───── Source material ─────

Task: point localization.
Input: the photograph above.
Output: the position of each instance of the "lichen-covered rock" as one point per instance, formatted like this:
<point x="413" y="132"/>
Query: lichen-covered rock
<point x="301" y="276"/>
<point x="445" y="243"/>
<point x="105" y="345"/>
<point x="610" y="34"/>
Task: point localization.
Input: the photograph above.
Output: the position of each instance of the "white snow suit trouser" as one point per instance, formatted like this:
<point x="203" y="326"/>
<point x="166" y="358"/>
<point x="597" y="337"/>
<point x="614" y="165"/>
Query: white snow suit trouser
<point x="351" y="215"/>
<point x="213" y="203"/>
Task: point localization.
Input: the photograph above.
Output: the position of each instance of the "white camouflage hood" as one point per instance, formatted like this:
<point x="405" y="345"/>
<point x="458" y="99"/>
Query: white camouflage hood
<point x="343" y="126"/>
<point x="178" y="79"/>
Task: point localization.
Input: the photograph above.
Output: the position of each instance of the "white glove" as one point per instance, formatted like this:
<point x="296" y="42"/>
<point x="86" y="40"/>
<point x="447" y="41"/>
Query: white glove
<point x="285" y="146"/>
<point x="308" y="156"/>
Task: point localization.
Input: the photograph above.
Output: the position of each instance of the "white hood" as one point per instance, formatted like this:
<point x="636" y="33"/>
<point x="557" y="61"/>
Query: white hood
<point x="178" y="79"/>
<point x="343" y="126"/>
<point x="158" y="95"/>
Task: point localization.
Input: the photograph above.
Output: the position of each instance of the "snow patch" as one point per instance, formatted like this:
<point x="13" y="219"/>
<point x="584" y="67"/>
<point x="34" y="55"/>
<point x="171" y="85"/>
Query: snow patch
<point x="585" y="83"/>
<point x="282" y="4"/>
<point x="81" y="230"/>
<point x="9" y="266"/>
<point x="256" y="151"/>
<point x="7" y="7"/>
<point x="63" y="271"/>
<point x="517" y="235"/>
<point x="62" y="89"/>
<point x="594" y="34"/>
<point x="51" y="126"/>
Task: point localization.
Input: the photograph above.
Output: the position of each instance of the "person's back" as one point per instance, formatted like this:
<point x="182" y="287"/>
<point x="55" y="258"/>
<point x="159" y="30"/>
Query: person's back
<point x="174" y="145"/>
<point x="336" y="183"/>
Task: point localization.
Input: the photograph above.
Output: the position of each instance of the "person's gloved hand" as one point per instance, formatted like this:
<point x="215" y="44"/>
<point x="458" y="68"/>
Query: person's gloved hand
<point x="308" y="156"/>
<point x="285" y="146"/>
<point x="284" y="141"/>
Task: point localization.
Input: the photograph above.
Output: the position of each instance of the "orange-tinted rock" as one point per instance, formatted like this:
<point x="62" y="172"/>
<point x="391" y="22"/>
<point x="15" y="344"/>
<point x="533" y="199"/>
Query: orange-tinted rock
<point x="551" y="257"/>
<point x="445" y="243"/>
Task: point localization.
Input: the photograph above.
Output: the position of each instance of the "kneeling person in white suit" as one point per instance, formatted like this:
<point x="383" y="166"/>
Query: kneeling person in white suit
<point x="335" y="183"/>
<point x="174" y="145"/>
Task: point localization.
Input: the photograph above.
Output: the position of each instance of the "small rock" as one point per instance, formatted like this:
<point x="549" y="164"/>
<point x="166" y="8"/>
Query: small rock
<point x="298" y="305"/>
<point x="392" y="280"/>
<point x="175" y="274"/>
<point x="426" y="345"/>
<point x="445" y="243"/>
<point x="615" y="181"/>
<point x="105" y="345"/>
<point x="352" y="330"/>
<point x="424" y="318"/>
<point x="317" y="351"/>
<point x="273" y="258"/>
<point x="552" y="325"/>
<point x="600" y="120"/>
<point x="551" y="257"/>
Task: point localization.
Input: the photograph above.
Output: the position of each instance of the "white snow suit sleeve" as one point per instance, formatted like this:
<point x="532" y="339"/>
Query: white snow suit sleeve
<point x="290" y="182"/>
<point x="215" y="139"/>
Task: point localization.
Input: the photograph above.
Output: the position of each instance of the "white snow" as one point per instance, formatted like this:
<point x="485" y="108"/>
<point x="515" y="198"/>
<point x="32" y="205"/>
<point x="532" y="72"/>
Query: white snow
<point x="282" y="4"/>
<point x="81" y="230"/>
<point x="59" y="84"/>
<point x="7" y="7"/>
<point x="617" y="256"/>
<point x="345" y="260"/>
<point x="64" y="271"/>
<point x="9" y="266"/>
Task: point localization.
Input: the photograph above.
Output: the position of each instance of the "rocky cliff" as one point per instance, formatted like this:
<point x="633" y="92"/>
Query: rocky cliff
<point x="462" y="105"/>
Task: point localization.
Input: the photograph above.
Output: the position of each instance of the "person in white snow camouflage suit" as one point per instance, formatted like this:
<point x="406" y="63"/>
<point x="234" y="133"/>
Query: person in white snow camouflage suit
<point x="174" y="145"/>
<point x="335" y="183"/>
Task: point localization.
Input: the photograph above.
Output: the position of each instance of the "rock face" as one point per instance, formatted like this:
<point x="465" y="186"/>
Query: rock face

─────

Exercise requirements: The records above are to be duplicated exactly, every one of them.

Written response:
Task: point localization.
Input: the photograph above.
Output: the position of each instance of the "lichen-covered rock" as one point per instance, formatted like this:
<point x="413" y="132"/>
Query: lichen-covered rock
<point x="301" y="276"/>
<point x="445" y="243"/>
<point x="105" y="345"/>
<point x="610" y="34"/>
Task: point localization.
Input: the photograph above.
Output: the position of each instance of the "white snow suit trouser" as one point per instance, formatted like this:
<point x="203" y="326"/>
<point x="166" y="358"/>
<point x="597" y="337"/>
<point x="614" y="165"/>
Query: white snow suit trouser
<point x="351" y="215"/>
<point x="213" y="203"/>
Task: point localization.
Input: the photograph above.
Output: the position of each instance of the "white camouflage hood" as one point per instance, formatted like this:
<point x="405" y="345"/>
<point x="458" y="99"/>
Query: white camouflage hood
<point x="343" y="126"/>
<point x="178" y="79"/>
Task: point localization.
Input: the photograph above.
Output: the position of each instance of the "white glove" as one point per instance, formatted like this:
<point x="296" y="42"/>
<point x="86" y="40"/>
<point x="447" y="41"/>
Query: white glove
<point x="285" y="146"/>
<point x="308" y="156"/>
Task: point localization.
Input: the photograph above.
Output: the position of each instance of the "white hood" as one point per instance, formatted like this:
<point x="636" y="33"/>
<point x="557" y="61"/>
Query: white hood
<point x="178" y="79"/>
<point x="343" y="126"/>
<point x="158" y="95"/>
Task: point localization.
Input: the photograph above.
Output: the position of each instance of the "snow patch" as one point per instance, formatted like this:
<point x="13" y="219"/>
<point x="584" y="67"/>
<point x="34" y="55"/>
<point x="171" y="85"/>
Query: snow patch
<point x="585" y="83"/>
<point x="282" y="4"/>
<point x="81" y="230"/>
<point x="9" y="266"/>
<point x="256" y="151"/>
<point x="7" y="7"/>
<point x="63" y="271"/>
<point x="517" y="235"/>
<point x="62" y="89"/>
<point x="594" y="34"/>
<point x="51" y="126"/>
Task: point localization.
Input: the photograph above.
Output: the position of each instance of the "person's back" as one point per instance, formatted like this:
<point x="182" y="287"/>
<point x="55" y="258"/>
<point x="159" y="30"/>
Query: person's back
<point x="174" y="145"/>
<point x="336" y="183"/>
Task: point localization.
Input: the photograph above.
Output: the position of each instance of the "person's gloved hand" as one point per instance, formatted like this:
<point x="215" y="44"/>
<point x="458" y="68"/>
Query: person's gloved hand
<point x="308" y="156"/>
<point x="285" y="146"/>
<point x="284" y="141"/>
Task: point localization.
Input: the photograph above.
Output: the position of each instance of the "orange-tinted rock" as one point per instance, formatted like this:
<point x="62" y="172"/>
<point x="391" y="22"/>
<point x="15" y="344"/>
<point x="533" y="199"/>
Query: orange-tinted rock
<point x="551" y="257"/>
<point x="445" y="243"/>
Task: point localization.
Input: the photograph above.
Output: the position of each instance of the "kneeling person in white suit" as one point per instance, formatted like this:
<point x="383" y="166"/>
Query: kneeling person in white suit
<point x="335" y="183"/>
<point x="174" y="145"/>
Task: point localization.
Input: the photograph above.
Output: the position of each instance of the "small rock" as one point per instance, formatted like this:
<point x="549" y="164"/>
<point x="166" y="8"/>
Query: small rock
<point x="298" y="305"/>
<point x="392" y="280"/>
<point x="175" y="274"/>
<point x="426" y="345"/>
<point x="445" y="243"/>
<point x="615" y="181"/>
<point x="105" y="345"/>
<point x="352" y="330"/>
<point x="424" y="318"/>
<point x="317" y="351"/>
<point x="273" y="258"/>
<point x="552" y="325"/>
<point x="600" y="120"/>
<point x="551" y="257"/>
Task: point localization.
Input: the photograph above.
Output: the position of each instance of the "white snow suit sleeve" as one point per instance, formatted like this:
<point x="532" y="339"/>
Query: white snow suit sleeve
<point x="290" y="182"/>
<point x="215" y="139"/>
Task: point localization.
Input: the photograph above.
Output: the position of each instance of the "white snow" as one point per instance, formatted like this:
<point x="485" y="108"/>
<point x="515" y="198"/>
<point x="32" y="205"/>
<point x="532" y="72"/>
Query: white snow
<point x="282" y="4"/>
<point x="81" y="230"/>
<point x="59" y="84"/>
<point x="7" y="7"/>
<point x="617" y="256"/>
<point x="345" y="260"/>
<point x="64" y="271"/>
<point x="9" y="266"/>
Task: point localization.
Input: the photograph above.
Output: the position of each instance of the "rocky cliff" as one point per instance, formatted like this:
<point x="633" y="92"/>
Query: rocky cliff
<point x="462" y="105"/>
Task: point localization.
Input: the photograph above.
Output: the position of each instance of the "person in white snow camouflage suit" as one point per instance, formatted like this:
<point x="406" y="63"/>
<point x="234" y="133"/>
Query: person in white snow camouflage suit
<point x="174" y="145"/>
<point x="335" y="183"/>
Task: point localization.
Input: the photograph above.
Output: the position of each instance of the "rock face" as one point per instance, formatted like this:
<point x="465" y="186"/>
Query: rock face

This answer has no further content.